Action item - Exact repetition is required: output every record in full.
+++++
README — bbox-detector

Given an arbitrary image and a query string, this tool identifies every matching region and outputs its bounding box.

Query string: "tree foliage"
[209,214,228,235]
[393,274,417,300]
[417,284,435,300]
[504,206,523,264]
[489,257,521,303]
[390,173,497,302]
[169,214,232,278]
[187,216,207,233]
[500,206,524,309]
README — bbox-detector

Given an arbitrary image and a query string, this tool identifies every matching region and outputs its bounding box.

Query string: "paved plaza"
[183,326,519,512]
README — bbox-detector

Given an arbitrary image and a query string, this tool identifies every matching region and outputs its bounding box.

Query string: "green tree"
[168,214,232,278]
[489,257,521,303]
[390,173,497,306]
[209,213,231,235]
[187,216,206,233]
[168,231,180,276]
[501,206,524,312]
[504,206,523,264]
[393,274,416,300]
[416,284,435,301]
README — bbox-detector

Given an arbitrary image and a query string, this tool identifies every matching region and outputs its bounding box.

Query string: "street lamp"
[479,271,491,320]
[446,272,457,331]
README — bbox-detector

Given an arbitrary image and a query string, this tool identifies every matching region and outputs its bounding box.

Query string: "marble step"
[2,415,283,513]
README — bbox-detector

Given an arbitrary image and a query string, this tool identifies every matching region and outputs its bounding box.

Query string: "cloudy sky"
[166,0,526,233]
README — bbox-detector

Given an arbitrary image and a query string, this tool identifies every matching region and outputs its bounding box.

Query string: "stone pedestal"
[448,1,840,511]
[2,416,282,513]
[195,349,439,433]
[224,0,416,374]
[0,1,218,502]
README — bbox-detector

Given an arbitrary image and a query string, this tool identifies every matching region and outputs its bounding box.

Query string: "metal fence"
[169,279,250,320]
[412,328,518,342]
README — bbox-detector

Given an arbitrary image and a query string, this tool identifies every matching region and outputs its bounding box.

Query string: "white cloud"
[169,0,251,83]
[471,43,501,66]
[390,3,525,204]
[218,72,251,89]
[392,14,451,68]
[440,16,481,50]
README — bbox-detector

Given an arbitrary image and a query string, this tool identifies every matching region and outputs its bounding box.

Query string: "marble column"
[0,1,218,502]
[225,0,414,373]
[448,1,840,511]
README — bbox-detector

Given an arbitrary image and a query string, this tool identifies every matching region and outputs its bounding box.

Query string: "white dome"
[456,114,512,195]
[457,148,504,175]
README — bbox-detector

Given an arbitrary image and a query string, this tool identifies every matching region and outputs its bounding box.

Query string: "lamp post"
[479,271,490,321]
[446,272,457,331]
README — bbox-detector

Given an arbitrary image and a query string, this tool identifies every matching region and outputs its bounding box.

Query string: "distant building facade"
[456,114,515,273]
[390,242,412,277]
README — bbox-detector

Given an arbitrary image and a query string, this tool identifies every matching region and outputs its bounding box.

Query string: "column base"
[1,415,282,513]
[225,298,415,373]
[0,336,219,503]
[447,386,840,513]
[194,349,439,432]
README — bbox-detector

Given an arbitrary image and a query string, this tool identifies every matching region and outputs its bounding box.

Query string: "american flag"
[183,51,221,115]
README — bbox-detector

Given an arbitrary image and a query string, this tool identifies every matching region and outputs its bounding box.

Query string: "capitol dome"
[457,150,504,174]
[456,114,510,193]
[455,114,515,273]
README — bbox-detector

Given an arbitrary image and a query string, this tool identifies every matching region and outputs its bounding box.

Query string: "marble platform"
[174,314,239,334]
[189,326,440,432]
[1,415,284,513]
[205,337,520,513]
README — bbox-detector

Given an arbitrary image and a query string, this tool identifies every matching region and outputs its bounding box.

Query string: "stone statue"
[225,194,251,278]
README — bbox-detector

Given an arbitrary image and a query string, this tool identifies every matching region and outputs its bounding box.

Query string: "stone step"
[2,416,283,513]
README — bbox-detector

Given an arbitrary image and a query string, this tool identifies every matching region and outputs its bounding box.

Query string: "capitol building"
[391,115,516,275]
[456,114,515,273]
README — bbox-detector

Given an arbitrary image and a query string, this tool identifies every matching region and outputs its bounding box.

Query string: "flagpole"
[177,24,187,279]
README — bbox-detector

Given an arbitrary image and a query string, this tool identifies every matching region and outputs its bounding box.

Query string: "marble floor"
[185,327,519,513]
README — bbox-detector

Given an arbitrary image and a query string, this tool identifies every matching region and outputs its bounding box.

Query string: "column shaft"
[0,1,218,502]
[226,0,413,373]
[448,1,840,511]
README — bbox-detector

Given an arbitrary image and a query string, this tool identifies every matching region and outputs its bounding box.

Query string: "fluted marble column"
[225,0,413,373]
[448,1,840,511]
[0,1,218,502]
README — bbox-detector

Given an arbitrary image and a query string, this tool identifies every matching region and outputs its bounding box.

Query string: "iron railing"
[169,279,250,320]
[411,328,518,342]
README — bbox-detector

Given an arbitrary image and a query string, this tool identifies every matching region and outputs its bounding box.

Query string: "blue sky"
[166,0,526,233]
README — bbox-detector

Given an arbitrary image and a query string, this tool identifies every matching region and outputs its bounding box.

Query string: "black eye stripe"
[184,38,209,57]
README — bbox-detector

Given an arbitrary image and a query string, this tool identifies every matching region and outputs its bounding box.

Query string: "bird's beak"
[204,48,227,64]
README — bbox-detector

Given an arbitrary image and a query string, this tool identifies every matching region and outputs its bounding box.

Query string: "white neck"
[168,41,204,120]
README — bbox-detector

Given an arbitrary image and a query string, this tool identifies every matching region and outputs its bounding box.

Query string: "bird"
+++++
Result of this task -
README — bbox-detector

Given an arbitrary image and a query string, this tool identifies every matching region and outputs its bounding box.

Query string: "tree foliage"
[209,214,228,235]
[393,274,417,300]
[417,284,435,300]
[504,206,523,264]
[489,257,521,303]
[390,173,497,302]
[169,214,232,278]
[187,216,207,233]
[500,206,524,309]
README — bbox-detector

Given an arbitrary image and a query string, this tool identifies every matching region and outputs its bounding box.

Query string: "paved plaza"
[183,326,519,512]
README — bbox-detector

Given an arbitrary image and a query string, this tool identifies every matching region and outputs its bounding box.

Query string: "green tree"
[168,214,232,278]
[489,257,521,303]
[390,173,497,306]
[209,213,231,235]
[187,216,206,233]
[168,231,180,276]
[501,206,524,312]
[504,206,523,264]
[393,274,416,300]
[416,284,435,301]
README — bbox-detector

Given an arbitrary image and a query string, this tool identifies every matching region and outputs its bounding box.

Query string: "street lamp"
[479,271,491,320]
[446,272,457,331]
README — bbox-detector

Given an arbitrary image and a query string, this tool identifies every matching region and outputs its bounding box.

Query string: "marble step"
[2,415,283,513]
README — bbox-detector

Given an arbitrary image and a query string, this tool identifies every matching region and outputs its bounding box.

Query string: "cloudy sky"
[166,0,526,233]
README — bbox-detector

Given an arbitrary image and a query string, this tool identifies every matching region and outputs its bounding box.

Query string: "stone pedestal"
[448,1,840,511]
[2,416,282,513]
[195,349,439,433]
[224,0,416,374]
[0,1,218,502]
README — bbox-detector

Given an arbitrary image and a query string, this tool identifies every matching region and outputs its bounding box.

Query string: "metal fence"
[169,279,250,320]
[412,328,518,342]
README — bbox-detector

Given an arbitrary image and a query string, this tool identifies every matching region and outputs its bounding box.

Query string: "white cloud"
[169,0,251,83]
[471,43,501,66]
[390,3,525,204]
[218,72,251,89]
[392,14,451,68]
[440,16,481,50]
README — bbox-detector

Given an arbitrary image and a query string, this tool identifies every matching region and outputs its bounding box.

Query string: "marble column"
[0,1,218,502]
[225,0,414,373]
[448,1,840,511]
README — bbox-detector

Given an arbitrary image and a query string, this tool identifies every matching region and outputs its bounding box.

Query string: "white dome"
[456,114,512,195]
[457,148,504,175]
README — bbox-detector

Given an arbitrary image and a query string, this tool identifies every matching region and outputs its bounding box.

Query string: "lamp post"
[479,271,490,321]
[446,272,457,331]
README — bbox-detector

Given an arbitrary image and a query string, this tool identifies every matching region and outputs its bounding box.

Query string: "distant building facade"
[456,114,515,273]
[390,242,412,277]
README — bbox-detector

Given an arbitrary image and a query string, this tool identifies every matching region and outputs its bounding box.

Query string: "column base"
[1,415,282,513]
[225,298,415,373]
[0,336,219,503]
[447,386,840,513]
[194,349,439,432]
README — bbox-detector

Given an arbitrary image and a query string, this tool identifies every matching region and outputs its bounding box.

Query string: "american flag"
[183,51,221,115]
README — bbox-detector

Given an arbitrary image and a query string, this tool identifies every matching region and outputs its bounding box.

Query string: "capitol dome"
[457,150,504,174]
[456,114,510,193]
[455,114,515,273]
README — bbox-detector

Given an arbitrary image and a query string, this tool identifies every matching region and outputs its bounding box.

Query string: "marble platform"
[174,314,239,334]
[189,326,440,432]
[1,415,284,513]
[205,337,520,513]
README — bbox-detector

Given an arbitrary image and a query string, this tool identifies every matching region and outputs its bounding box.

Query string: "stone statue"
[225,194,251,278]
README — bbox-detector

Given an arbitrary image and a query string, this tool identifies every matching region and outputs its bounding box.

Query string: "stone step"
[2,416,283,513]
README — bbox-detector

Given an arbitrary image and a query string, this tool identifies every matching region and outputs its bounding box.

Query string: "capitol building"
[391,115,516,275]
[456,114,515,273]
README — bbox-detector

Given an arbitrary image and a query string, this tool identifies every matching region and outputs its bounding box.

Query string: "flagpole"
[177,24,187,279]
README — bbox-detector

Given an arbitrary image and a query string, this tool identifies every matching region and outputs its bounding box.

Query string: "marble floor"
[185,327,519,513]
README — bbox-detector

Given an arbitrary image and a query string, this tool identifies every matching region and outputs its bounding box.

Query string: "column shaft"
[0,1,218,502]
[226,0,413,373]
[448,1,840,511]
README — bbox-detector

Given an arbitrary image and a query string, this tool identifies every matching region and outputs its bounding box.

Query string: "fluted marble column"
[225,0,413,373]
[448,1,840,511]
[0,1,218,502]
README — bbox-detector

Given an arbitrary image and a query string, this tool identifies every matching region and outputs its bounding box.

Query string: "iron railing"
[169,279,250,320]
[411,328,518,342]
README — bbox-detector

Given an arbitrary image and a query string, this tool identifies every matching region and outputs its bounding box.

Query string: "blue sky"
[166,0,526,233]
README — bbox-detector

Given an arbitrary image and a query string, this tool identifies every matching region and outputs its bounding box.

Query string: "black eye stripe"
[184,38,209,57]
README — bbox-detector

Given an arbitrary image and a query string, this tool identifies every matching region and outputs its bounding box.

Query string: "bird's beak"
[204,48,227,64]
README — bbox-detector

Given an arbitrary image and a query string, this tool identifies every matching region and outputs its bounding box.

Query string: "white neck"
[168,41,204,120]
README — bbox-detector

Given an arbitrary image and a query string, this tool identifies every matching region and outputs its bounding box.

Query string: "bird"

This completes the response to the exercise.